Copy out every one of the rows below in full, requests included, and multiply each x and y coordinate in the responses by 2.15. Round each product to the nearest whole number, rounding halves up.

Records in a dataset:
##########
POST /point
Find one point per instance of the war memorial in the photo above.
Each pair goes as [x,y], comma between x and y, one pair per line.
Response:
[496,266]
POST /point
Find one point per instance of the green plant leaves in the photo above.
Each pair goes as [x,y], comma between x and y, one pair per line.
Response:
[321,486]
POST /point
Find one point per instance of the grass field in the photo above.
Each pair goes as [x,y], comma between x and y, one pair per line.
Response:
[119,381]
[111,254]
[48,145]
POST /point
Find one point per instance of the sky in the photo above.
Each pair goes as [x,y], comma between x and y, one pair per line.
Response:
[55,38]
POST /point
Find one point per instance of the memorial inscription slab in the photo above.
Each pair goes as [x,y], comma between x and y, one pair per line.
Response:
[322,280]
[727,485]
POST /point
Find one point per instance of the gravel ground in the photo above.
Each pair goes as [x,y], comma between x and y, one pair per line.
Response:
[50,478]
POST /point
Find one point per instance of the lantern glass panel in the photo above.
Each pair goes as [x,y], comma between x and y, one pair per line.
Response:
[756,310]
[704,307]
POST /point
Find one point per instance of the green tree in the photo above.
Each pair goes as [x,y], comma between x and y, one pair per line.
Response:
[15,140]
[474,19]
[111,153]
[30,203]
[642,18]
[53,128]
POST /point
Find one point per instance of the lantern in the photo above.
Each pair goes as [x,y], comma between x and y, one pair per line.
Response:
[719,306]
##########
→ Output for this task:
POST /point
Find one point per instance of the war memorial in the photo above.
Each pair goes as [x,y], comma between x and y, one pair per line.
Response:
[1066,572]
POST /point
Find one point per instance of the green plant leaves in the photo above.
Each pair goes as [x,y], comma between x and y, one pair per line.
Response:
[690,1045]
POST /point
Find one point per instance of the grass field in the photo above.
Each pair goes as [x,y], comma between x and y, one pair per line.
Response:
[256,819]
[239,546]
[103,312]
POST /point
Find one point per instance of the sky in the photo above.
Each pair goes as [x,y], comma between x and y, one pair per line.
Response:
[118,82]
POST /point
Find one point per instance of the memorial inscription slab in the photo above.
Each pair goes as [x,y], comma between x and y, one pair per line.
Response:
[692,602]
[1563,1043]
POST /point
Find one point per instance of the gravel ground in the photo above.
Each pair goes as [x,y], comma between x and y, one pair per line.
Response:
[108,1028]
POST /point
Find one point per instance of the lantern glass panel in the photo above.
Each pair goes as [x,y], comma between x and y, one pair per line.
Response:
[1625,667]
[1514,660]
POST /point
Find one point per instance of the green tree in the photo above.
Each pair goes as [x,y], comma between x and y, one pair per line.
Response:
[32,301]
[1019,41]
[239,329]
[65,436]
[1380,39]
[114,275]
POST /point
Find one point per instance of the lantern in the photo above.
Each pair goes as [x,y], comma between x and y, one pair per line.
Response:
[1546,658]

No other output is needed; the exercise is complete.